Within the records below, find each line with the word "woman" and copy it out.
# # # # #
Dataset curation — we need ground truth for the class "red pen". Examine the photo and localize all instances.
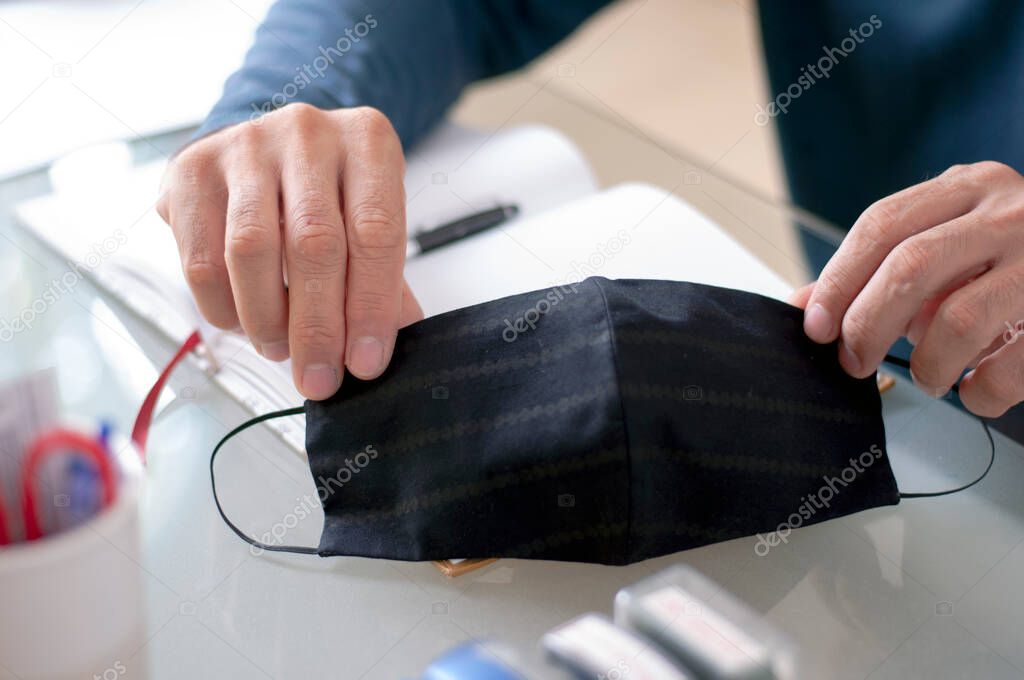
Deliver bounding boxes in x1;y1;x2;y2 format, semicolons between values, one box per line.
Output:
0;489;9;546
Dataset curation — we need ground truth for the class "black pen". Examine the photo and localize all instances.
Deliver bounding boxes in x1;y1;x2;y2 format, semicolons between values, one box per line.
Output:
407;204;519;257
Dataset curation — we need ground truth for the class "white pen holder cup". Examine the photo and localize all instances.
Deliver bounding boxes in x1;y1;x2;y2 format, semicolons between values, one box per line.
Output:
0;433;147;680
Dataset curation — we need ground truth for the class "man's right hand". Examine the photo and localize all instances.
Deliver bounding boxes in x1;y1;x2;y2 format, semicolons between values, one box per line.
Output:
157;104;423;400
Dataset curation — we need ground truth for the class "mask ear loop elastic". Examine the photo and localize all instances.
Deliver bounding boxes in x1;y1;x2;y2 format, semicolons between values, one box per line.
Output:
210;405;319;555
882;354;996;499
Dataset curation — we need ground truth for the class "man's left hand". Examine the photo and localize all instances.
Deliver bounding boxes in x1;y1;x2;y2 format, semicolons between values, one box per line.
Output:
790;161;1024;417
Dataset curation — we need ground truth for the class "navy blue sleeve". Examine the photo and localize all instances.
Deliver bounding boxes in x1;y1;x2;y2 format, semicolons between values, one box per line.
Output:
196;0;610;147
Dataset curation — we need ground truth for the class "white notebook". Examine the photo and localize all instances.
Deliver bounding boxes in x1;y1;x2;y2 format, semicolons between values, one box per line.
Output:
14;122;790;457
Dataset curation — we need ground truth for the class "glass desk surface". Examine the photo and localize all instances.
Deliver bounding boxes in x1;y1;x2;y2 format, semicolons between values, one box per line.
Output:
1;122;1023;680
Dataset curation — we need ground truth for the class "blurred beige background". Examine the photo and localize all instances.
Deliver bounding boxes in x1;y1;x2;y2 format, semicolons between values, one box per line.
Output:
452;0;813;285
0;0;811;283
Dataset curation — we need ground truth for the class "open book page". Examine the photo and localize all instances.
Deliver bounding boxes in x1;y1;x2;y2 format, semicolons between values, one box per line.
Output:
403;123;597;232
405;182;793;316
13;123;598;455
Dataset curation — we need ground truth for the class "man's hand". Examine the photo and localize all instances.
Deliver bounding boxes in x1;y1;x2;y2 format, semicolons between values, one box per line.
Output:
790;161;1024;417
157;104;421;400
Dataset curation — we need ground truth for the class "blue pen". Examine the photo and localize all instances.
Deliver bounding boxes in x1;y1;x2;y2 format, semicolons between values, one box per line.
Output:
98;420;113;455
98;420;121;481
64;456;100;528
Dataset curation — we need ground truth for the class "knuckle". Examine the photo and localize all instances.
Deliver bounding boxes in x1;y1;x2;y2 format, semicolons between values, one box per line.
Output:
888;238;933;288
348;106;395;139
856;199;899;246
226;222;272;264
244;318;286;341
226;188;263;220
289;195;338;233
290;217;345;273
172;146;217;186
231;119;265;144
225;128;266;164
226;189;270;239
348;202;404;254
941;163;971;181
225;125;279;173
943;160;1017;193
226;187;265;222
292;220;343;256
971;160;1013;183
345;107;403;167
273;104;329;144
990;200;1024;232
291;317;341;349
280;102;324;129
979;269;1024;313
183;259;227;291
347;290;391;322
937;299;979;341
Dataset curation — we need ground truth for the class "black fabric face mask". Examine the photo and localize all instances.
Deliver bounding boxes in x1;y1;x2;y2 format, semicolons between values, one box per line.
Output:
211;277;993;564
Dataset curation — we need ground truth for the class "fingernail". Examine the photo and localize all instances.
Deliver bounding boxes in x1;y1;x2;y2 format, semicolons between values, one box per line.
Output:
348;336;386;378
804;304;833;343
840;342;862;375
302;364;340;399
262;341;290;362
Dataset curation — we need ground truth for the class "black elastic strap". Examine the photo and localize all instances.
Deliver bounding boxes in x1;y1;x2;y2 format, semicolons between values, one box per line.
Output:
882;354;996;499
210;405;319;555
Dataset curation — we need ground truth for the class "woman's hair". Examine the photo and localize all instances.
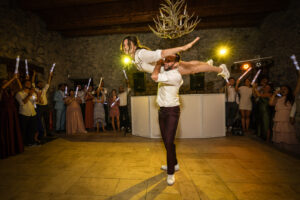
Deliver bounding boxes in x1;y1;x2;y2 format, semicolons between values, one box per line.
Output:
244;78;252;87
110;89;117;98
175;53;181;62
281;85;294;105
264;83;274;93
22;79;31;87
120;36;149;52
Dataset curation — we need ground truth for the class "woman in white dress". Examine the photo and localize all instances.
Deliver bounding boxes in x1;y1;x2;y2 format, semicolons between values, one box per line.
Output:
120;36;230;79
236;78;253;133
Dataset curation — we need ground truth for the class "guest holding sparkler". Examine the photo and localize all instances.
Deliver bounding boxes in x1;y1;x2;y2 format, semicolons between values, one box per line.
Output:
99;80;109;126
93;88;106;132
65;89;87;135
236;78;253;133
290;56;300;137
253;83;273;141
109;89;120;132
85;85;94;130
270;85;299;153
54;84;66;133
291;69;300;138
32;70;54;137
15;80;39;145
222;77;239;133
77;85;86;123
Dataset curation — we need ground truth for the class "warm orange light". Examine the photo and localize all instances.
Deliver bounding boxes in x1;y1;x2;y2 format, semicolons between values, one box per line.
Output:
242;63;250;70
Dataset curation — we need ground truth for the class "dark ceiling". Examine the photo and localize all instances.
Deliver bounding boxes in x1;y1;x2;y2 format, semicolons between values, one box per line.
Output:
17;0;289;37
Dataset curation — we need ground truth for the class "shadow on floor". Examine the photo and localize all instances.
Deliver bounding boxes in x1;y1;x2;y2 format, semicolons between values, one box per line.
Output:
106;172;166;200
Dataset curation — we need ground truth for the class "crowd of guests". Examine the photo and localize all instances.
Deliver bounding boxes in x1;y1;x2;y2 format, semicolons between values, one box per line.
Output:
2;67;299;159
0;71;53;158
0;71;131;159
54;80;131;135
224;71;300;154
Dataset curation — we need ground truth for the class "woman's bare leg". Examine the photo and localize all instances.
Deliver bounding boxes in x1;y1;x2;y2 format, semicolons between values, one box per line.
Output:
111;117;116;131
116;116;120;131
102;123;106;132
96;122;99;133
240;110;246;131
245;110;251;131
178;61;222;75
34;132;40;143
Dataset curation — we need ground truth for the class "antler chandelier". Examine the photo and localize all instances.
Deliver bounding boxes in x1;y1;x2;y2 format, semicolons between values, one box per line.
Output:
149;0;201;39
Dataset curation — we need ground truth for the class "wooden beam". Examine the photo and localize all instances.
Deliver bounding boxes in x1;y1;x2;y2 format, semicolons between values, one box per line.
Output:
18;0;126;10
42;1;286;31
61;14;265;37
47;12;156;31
# # # # #
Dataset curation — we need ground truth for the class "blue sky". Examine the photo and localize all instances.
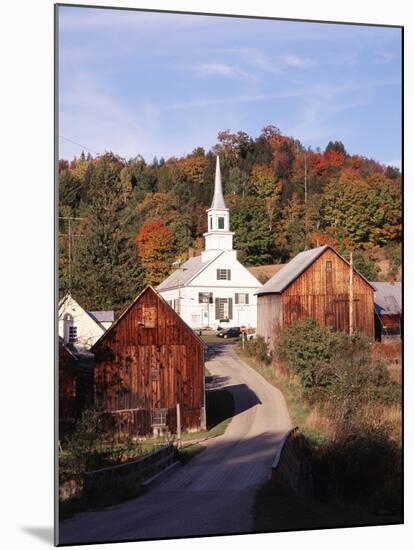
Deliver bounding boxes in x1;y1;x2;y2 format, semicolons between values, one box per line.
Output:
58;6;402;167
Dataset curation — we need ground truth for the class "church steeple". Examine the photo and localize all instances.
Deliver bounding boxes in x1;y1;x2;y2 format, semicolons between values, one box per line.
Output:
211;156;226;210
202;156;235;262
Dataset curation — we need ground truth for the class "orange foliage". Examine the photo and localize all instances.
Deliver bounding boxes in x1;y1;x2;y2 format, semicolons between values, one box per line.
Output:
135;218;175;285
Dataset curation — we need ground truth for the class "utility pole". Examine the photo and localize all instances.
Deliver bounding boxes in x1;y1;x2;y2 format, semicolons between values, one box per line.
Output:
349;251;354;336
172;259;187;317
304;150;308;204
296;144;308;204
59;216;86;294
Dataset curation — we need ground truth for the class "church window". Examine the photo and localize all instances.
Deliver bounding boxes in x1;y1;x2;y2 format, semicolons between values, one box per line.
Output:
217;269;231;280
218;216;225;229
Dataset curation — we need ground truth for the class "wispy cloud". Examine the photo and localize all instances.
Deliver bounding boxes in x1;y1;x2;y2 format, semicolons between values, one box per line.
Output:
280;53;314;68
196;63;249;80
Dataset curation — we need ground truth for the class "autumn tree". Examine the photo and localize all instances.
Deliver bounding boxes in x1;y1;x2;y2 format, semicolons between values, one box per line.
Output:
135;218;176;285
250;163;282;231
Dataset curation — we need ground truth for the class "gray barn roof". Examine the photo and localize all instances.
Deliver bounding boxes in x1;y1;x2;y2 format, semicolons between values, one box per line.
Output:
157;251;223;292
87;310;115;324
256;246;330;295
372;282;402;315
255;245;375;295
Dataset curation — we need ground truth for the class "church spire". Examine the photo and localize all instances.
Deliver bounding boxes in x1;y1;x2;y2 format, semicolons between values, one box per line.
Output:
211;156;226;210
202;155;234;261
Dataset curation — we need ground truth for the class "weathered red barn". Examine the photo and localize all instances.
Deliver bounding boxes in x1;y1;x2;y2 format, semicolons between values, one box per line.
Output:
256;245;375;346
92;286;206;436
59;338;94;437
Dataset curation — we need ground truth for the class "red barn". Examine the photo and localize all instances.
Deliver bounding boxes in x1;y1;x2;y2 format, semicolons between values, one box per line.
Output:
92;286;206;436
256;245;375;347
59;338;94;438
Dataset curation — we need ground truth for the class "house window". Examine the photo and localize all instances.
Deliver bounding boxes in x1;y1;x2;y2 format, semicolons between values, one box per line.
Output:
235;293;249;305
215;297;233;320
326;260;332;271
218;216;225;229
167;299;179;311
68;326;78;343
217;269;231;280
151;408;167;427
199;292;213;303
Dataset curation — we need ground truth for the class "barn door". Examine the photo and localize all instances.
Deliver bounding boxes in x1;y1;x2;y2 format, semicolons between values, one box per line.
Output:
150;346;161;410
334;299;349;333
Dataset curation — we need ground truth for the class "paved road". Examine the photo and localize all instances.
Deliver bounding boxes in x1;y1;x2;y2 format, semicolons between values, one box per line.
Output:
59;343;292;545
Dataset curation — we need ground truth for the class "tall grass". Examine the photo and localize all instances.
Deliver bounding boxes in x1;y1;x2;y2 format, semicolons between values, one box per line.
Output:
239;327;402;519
# # # # #
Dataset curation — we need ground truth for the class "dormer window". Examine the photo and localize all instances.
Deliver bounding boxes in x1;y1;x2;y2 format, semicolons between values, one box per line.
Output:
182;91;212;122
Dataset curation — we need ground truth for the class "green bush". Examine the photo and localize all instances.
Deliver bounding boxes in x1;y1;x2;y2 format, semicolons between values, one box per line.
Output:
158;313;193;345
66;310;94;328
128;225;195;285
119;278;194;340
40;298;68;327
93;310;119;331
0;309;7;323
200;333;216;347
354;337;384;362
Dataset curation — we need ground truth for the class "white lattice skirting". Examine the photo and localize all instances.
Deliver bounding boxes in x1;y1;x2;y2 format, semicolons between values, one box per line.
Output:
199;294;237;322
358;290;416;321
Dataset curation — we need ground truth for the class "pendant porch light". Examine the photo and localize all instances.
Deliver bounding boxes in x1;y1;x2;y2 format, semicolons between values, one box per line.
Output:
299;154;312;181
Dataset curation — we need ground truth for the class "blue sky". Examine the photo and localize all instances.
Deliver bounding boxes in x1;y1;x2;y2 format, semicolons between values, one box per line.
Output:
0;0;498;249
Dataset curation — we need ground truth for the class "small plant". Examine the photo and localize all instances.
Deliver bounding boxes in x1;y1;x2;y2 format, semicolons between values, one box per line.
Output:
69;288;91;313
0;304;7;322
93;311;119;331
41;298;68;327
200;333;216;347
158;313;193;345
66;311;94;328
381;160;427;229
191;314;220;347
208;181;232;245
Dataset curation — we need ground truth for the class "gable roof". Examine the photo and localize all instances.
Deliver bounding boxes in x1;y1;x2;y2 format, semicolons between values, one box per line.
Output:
# # # # #
Response to the exercise:
Dataset curation — we need ground truth for the class "woman's hair". Examine the photo and localize all instances.
Dataset curation — we need ground truth for the class "woman in white dress". Examine the photo and localize all instances.
Dataset curation — we need ground truth for the class "woman's bare leg". Examine the photo and localize all instances.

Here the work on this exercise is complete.